I've drawn comics (and 'comix') for over forty years. Comic-book art was a large part of my original art school submission folio in 2016, though my distaste for the more obvious elements of the mainstream comics world has only deepened in recent times.
The image of the powerful, ass-kicking (super)heroine in
mainstream comic-book art may, at first sight, suggest to laypersons viewing
such material that strong, independent, feisty females are a staple of such
material, and therefore encouraging signs of gender equality in popular media.
Whether they truly do or not is largely due to the writers, since the artists
(whether individuals or penciller/inker teams) will likely be the same.
However, the aesthetic ‘phiz/phys’ code, when examined, suggests nothing more
than skimpiest lip-service to the Women's Movement, and nothing less than
patriarchy-as-usual. Shall we break down the aesthetic attributes of all the
so-called 'powerful' female characters in mega-selling, mainstream comics (not,
please note, 'comix' – which by their very nature tend to be radical,
subversive, and challenging)?
l) Age (apparent):
young. Late teens to early, mid-20s at most. Anything older is a mother, a
granny, or a bitchy, probably sexually-frustrated boss-type. Superheroes,
aliens etc. may in reality be much older, but they still don’t look a day over
24 ½ .
2) Vitalstatistics:
Barbie, or one of her numerous sisters, daughters or grand-daughters. Hip:waist
ratio and bust size are vital considerations. Bared or exposed flesh is
virtually a must, whether it's cleavage, thigh, abdomen, or all of the above
(or more besides) as evidenced in, say, Lara Croft. (Speaking of which, I recently came across this BBC broadcast on the subject: Evil Genius with Russell Kane - Lara Croft, Tomb Raider - BBC Sounds )
3) Physiognomy: eyes,
nose and mouth set according to standard principles in line with l) above –
small nose, small babyish chin, big eyes. Individuality, quirkiness, character
and age-lines are deficient/non-existent, unless the bitchy bad boss or
granny-type needs emphasizing just how utterly unattractive she is, and how
redundant to the male viewer's fantasy world as a result.
4) Height: variable. Can be small and petite or tall and
leggy in killer heels without damaging the viewer's feelings: the former more
likely to be the 'cute/good girl' type, the latter the deadly/femme fatale
assassin/hooker-with-a-switchblade/villainess variety.
5) Dress: Skimpy, exposing skin, or if all over, then
spray-on skin-tight (nudity by proxy). Boots and high heels of at least 4”
often in evidence, no matter the circumstances, terrain, weather or location.

*RECORD LIST:*
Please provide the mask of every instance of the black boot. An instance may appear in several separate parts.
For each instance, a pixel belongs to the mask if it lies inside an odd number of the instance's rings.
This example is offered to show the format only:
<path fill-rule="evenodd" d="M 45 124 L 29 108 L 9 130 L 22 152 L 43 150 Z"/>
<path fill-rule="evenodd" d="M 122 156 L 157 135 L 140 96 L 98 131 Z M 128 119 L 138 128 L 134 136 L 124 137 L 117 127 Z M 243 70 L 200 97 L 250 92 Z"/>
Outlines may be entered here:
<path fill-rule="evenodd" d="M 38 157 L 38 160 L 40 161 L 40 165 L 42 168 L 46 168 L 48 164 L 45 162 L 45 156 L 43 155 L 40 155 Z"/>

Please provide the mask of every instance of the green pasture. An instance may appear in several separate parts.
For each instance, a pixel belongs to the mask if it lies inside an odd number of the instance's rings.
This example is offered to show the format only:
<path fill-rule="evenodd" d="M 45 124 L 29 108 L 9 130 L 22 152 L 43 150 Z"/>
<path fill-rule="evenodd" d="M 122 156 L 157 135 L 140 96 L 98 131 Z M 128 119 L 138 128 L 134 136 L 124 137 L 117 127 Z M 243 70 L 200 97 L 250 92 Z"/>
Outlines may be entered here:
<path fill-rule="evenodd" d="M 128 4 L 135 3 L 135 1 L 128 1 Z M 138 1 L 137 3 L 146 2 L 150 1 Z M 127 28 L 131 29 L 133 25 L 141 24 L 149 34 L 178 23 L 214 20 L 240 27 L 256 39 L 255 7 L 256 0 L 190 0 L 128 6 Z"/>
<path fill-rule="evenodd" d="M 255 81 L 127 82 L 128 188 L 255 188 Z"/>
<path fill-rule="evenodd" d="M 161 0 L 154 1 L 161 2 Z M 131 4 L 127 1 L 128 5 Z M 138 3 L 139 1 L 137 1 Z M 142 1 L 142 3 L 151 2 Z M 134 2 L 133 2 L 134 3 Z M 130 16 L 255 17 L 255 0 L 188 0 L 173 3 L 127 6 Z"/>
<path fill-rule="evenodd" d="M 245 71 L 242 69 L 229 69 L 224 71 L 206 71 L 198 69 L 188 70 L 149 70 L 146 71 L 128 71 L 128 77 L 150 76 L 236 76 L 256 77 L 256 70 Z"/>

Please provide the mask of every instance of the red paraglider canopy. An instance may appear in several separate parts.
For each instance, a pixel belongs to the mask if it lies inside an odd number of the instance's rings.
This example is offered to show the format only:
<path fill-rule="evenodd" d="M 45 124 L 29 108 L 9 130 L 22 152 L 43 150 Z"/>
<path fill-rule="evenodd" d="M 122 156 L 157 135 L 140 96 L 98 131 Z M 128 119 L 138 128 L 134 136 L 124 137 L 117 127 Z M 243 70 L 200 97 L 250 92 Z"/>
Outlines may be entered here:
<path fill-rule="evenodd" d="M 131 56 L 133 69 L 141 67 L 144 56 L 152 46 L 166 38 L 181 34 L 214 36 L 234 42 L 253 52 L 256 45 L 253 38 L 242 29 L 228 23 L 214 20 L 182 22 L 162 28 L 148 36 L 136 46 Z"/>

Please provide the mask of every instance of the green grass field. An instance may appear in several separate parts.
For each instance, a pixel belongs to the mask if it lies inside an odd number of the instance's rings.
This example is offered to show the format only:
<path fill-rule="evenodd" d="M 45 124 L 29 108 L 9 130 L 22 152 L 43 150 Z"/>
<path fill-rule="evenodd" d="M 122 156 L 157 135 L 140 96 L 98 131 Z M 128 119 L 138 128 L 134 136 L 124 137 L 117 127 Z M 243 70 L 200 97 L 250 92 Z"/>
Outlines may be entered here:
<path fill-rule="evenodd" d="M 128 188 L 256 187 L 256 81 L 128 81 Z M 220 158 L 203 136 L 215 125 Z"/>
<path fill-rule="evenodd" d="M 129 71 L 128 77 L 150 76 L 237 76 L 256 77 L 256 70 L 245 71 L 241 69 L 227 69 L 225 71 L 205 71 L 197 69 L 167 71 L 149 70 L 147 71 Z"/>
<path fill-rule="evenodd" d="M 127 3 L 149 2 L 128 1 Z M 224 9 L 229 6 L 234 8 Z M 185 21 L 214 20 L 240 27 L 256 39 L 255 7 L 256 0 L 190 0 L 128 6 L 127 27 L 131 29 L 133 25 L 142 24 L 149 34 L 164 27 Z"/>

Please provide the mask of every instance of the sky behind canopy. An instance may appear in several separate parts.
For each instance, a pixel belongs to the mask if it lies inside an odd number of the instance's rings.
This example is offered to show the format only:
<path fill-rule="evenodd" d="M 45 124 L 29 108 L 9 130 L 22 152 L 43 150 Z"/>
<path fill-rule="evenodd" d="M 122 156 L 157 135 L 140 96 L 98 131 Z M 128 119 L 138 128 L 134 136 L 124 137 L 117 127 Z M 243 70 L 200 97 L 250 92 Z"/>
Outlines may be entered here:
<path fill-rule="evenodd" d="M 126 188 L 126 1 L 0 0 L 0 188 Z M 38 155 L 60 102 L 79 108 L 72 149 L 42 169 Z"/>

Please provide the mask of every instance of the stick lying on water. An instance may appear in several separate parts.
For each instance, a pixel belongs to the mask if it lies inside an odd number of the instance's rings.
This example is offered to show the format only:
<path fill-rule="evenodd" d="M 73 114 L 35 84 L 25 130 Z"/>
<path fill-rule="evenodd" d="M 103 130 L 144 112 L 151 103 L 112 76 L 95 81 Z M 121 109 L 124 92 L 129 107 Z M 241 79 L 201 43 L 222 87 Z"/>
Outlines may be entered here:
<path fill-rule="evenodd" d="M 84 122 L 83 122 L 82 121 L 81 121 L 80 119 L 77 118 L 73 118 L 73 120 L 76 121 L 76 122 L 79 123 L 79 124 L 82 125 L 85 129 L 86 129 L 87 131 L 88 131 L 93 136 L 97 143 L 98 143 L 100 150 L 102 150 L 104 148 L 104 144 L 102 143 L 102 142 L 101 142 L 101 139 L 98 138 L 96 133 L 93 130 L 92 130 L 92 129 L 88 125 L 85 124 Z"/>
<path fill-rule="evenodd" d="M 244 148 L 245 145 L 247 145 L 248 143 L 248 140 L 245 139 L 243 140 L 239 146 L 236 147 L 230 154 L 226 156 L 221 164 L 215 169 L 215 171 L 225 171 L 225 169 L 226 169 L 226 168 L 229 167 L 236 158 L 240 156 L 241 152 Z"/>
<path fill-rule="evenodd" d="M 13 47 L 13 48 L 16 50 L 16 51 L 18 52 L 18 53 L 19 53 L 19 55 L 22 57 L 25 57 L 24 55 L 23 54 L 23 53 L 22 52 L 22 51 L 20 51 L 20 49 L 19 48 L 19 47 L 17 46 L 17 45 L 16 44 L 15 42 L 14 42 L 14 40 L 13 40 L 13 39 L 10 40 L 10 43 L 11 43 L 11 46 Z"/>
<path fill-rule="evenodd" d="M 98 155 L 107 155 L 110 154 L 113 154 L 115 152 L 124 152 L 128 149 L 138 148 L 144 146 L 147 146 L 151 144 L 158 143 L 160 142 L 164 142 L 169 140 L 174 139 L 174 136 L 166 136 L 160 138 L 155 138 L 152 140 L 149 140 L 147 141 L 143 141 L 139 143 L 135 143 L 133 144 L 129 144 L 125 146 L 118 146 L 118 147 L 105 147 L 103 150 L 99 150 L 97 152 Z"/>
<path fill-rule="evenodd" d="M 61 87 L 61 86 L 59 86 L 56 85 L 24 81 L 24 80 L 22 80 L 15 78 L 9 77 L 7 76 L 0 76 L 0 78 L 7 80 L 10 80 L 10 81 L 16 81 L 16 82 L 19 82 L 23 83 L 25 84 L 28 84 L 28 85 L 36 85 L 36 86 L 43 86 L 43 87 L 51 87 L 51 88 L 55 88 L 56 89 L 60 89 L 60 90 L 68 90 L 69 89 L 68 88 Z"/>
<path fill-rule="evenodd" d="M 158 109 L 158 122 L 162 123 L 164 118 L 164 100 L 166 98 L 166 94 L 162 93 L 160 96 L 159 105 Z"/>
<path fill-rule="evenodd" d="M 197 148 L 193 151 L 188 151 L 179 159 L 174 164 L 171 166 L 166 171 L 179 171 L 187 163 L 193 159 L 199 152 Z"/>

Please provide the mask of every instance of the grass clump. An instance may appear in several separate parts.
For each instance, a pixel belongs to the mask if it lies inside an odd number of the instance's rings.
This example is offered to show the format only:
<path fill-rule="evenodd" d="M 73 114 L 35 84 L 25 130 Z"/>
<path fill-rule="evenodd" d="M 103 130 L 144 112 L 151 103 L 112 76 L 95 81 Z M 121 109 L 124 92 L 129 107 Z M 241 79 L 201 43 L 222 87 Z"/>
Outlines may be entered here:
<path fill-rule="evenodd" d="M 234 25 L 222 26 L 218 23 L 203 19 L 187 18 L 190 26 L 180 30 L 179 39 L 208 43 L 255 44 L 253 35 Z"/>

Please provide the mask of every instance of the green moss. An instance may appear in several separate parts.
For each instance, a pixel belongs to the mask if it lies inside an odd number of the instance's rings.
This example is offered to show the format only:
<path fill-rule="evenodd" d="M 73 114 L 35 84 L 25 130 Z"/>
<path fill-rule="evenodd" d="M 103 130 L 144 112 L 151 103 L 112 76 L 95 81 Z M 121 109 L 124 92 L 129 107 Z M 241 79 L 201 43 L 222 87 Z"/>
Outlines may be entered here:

*PROBLEMS AND TASKS:*
1/ In the essay on female comic characters, how old do the powerful heroines appear to be?
2/ Please pick up the essay on female comic characters after its final sentence and keep writing it.

*ANSWERS IN ORDER:*
1/ Late teens to early or mid-20s at most.

2/
Okay, so the above list is neither entirely serious, or free
from stereotypical generalization either. But, as most mainstream comic book artists are male, they not
only draw what they like to see, but what is demanded to be seen: the
scopophilia of their majority readership ensures few variations on the above
coded formulae and sometimes the styles can be almost interchangeable. Some
artists do indeed seem to have a single, specific, female type (or personal
archetype). Here are examples of completely different characters drawn by
Brazilian artist Al Rio, all of whom look not only identical facially, but are
carbon copies down to the very hairstyle and expressions:
We can turn now to an industry manual, written by a leading
professional, for budding comic artists on how to draw awesome women
characters, a title named “Incredible Comic Book Women with Tom Nguyen: TheKick-Ass Guide to Drawing Hot Babes!”
Herein I cite a secondary source rather than the book itself,
as I consider the reviewer’s enthusiastic comments to be as worthy of
discussion as the book under review. Thus
“Lets face it, if you’re going to become a comic book artist,
learning how to draw a hot leggy blond is a must!”
Really? There’s no point then in
asking if the blond in question may be black or Asian – they (well, obviously she)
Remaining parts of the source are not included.